*REQUIRED ACTION A*.
List every person named in the post about the best books read in 2011.
*REQUIRED ACTION B*.
In the post about the best books read in 2011, why does the writer say every book on the list is fiction?
*REQUIRED ACTION C*.
Continue the post about the best books read in 2011 from where it stops.

*TEXT BLOCK*.
I know this post is very Oprah-like (and we all know how I feel about Oprah), but one of the things I love is to find and share a great read.

If I measure my year by the number of good books discovered, 2011 ranks highly.  So many authors, both new and always loved, captured my attention. And my new Kobo Touch was so much fun to use, it made me read more and took my love of reading to a whole new level.

Be forewarned: most of the books listed here are woman fare and are all fiction (the rest of my life is one big piece of non-fiction, so I don’t feel like I need any more of it). But guys, if you have a girl in your life who loves to read, picking up one of these as a gift or “just because” will score you huge points.

Hope you enjoy these book as much as I did.

The Night Circus
By Erin Morgenstern

This is the debut novel by Erin Morgenstern and what a first impression.  A night-time circus is the setting for a battle between two magicians, Celia and Marco, who have unknowingly been trained for a competition where only one can be left standing. Even when the two fall in love, the game must go on. I have an addiction to books and movies that revolve around a circus (watch the now cancelled TV series, Carnivale, if you share my quirky interest). This book does not disappoint. Morgenstern brilliantly weaves her story with crisp language that keeps you turning the page.  The Night Circus just came out in September 2011, and I bet it will conjure up big acclaim in the near future.

*EXCERPTED RECORDS*.
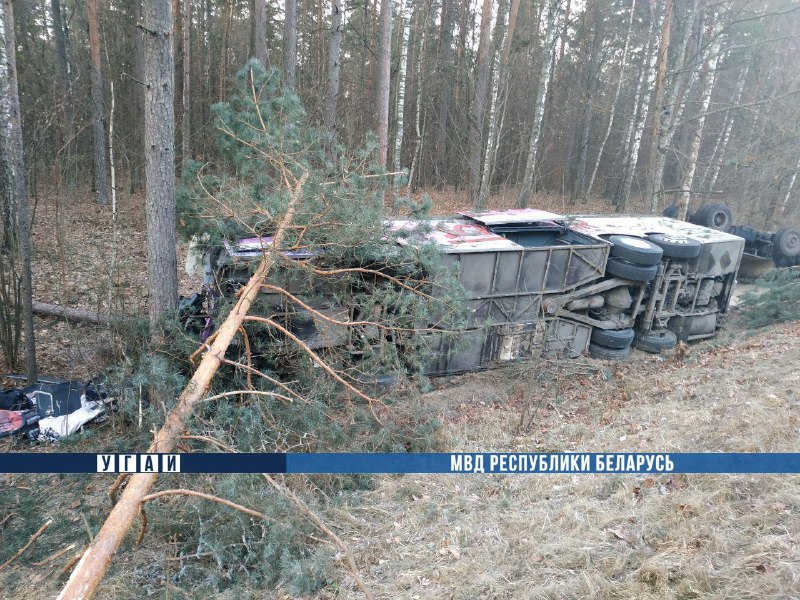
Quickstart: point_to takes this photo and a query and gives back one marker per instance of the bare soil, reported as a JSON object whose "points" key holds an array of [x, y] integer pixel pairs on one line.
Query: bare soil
{"points": [[488, 536]]}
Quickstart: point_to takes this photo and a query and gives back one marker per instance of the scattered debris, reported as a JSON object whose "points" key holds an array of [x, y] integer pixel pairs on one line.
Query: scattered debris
{"points": [[51, 408]]}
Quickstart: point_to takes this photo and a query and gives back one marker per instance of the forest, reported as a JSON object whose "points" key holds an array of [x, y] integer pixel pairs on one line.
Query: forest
{"points": [[133, 130]]}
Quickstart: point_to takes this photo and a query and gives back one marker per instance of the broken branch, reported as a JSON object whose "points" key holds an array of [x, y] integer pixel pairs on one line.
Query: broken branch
{"points": [[95, 562], [22, 550]]}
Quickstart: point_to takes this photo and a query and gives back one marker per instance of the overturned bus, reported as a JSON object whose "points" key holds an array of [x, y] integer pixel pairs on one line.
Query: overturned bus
{"points": [[541, 283]]}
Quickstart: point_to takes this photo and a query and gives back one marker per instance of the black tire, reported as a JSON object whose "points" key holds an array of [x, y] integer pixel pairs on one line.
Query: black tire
{"points": [[613, 338], [606, 353], [670, 212], [714, 216], [676, 246], [638, 251], [626, 270], [656, 341], [748, 234], [786, 241]]}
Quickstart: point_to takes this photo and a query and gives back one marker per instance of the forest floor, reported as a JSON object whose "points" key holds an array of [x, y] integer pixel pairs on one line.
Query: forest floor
{"points": [[483, 536]]}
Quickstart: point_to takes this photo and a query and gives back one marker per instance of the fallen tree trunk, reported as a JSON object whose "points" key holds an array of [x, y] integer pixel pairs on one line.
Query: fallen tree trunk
{"points": [[92, 567], [77, 314]]}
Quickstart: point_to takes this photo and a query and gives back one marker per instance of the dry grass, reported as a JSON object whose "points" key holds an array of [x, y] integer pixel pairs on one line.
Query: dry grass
{"points": [[681, 537], [481, 536]]}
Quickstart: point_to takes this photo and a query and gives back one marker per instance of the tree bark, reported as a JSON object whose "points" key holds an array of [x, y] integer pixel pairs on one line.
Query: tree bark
{"points": [[479, 102], [613, 111], [497, 104], [446, 78], [138, 71], [792, 181], [548, 18], [290, 45], [715, 165], [159, 125], [658, 110], [260, 41], [638, 120], [384, 74], [186, 117], [65, 78], [334, 69], [663, 124], [90, 570], [98, 110], [401, 99], [418, 81], [12, 147], [707, 80]]}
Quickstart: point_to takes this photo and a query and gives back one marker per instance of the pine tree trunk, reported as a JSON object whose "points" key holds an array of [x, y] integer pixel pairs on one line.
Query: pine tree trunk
{"points": [[497, 102], [290, 45], [334, 68], [65, 78], [159, 125], [789, 190], [11, 146], [664, 123], [186, 117], [549, 18], [478, 103], [446, 78], [401, 99], [260, 35], [638, 120], [418, 80], [707, 80], [709, 180], [614, 102], [98, 110], [382, 95], [138, 70], [227, 7]]}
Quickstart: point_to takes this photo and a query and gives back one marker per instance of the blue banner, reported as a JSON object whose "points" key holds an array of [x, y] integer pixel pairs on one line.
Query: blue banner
{"points": [[357, 463]]}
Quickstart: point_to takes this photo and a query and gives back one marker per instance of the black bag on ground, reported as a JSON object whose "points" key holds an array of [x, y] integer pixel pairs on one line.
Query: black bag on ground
{"points": [[56, 400], [12, 399]]}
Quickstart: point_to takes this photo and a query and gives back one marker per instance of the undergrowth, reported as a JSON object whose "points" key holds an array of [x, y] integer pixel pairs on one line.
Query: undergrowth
{"points": [[776, 300], [401, 290]]}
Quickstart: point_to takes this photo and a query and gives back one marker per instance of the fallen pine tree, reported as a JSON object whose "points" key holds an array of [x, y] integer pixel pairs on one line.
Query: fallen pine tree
{"points": [[254, 369]]}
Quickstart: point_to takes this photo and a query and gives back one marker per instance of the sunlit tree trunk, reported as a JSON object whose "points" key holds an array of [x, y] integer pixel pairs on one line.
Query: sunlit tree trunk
{"points": [[620, 79], [418, 80], [707, 79], [504, 30], [98, 110], [446, 79], [664, 125], [549, 19], [12, 178], [638, 119], [186, 117], [384, 76], [65, 77], [260, 33], [334, 68], [401, 97], [159, 131], [290, 45], [715, 165], [479, 102]]}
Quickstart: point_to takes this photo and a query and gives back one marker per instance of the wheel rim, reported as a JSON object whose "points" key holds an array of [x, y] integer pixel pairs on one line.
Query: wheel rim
{"points": [[792, 242]]}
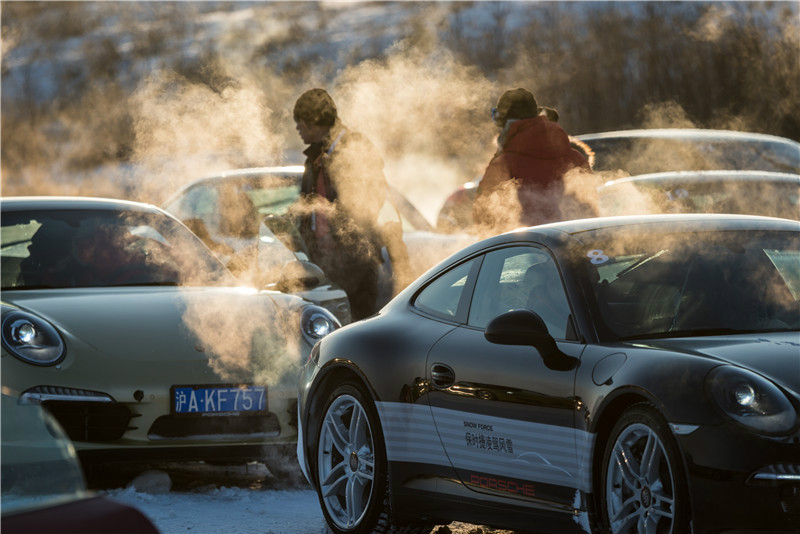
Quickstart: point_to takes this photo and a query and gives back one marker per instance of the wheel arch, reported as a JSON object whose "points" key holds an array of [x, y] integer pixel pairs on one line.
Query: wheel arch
{"points": [[604, 423], [330, 377], [603, 426]]}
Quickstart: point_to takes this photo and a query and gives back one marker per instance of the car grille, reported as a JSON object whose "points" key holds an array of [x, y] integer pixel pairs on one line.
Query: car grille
{"points": [[199, 427], [91, 421]]}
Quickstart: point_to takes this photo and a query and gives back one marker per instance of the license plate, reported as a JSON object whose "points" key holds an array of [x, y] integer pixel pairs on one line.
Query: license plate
{"points": [[218, 399]]}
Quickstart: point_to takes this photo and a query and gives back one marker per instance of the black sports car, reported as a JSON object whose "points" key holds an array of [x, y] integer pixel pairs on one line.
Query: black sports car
{"points": [[630, 374]]}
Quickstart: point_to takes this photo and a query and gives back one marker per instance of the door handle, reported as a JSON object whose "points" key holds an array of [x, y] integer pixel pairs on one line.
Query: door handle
{"points": [[442, 376]]}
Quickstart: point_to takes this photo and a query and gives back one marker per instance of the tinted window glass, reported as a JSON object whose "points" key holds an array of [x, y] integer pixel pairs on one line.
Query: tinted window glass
{"points": [[701, 282], [442, 296]]}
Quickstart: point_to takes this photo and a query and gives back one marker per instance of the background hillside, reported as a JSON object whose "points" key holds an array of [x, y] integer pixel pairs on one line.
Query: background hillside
{"points": [[134, 99]]}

*RESPONSE A*.
Oprah, Erin Morgenstern, Celia, Marco

*RESPONSE B*.
The writer says the rest of their life is one big piece of non-fiction, so they don't feel they need any more of it.

*RESPONSE C*.
Alone in the Classroom
By Elizabeth Hay

This is a beautifully written tale set in rural Saskatchewan and the Ottawa Valley in the late 20′s. Connie Flood helps a student, all while being watched by the principal, Parley Burns, whose strange behaviour results in a disturbing attack that haunts everyone for years. The story is told from the perspective of Connie’s niece and Hay’s writing strips each character to the point where you feel you are a fly on their wall. I love Elizabeth Hay‘s writing; she is my favourite Canadian author. Her writing is brief, poignant and masterful. Her command of language and words continually puts me in awe and her books are ones you want to read again, not so much for the story, but so you can work your way through her words once again. If you have never experienced Hay, try this book, or I encourage you to read her Giller-prizing winning Late Nights on Air, which ranks as one of my favourite books of all time.

State of Wonder
By Ann Patchett

Set in the Amazon jungle, Dr. Marina Singh, a research scientist with a pharmaceutical company, is sent to find a colleague and mentor who has seemingly gone missing as she researches the development of a new drug. Her mission is a challenging one as the last person sent to find the missing researcher mysteriously died.  There are many twists and turns along the way in this quick, can’t stop read. I didn’t want the book to end and it reminded me why I have always loved Ann Pathcett‘s books.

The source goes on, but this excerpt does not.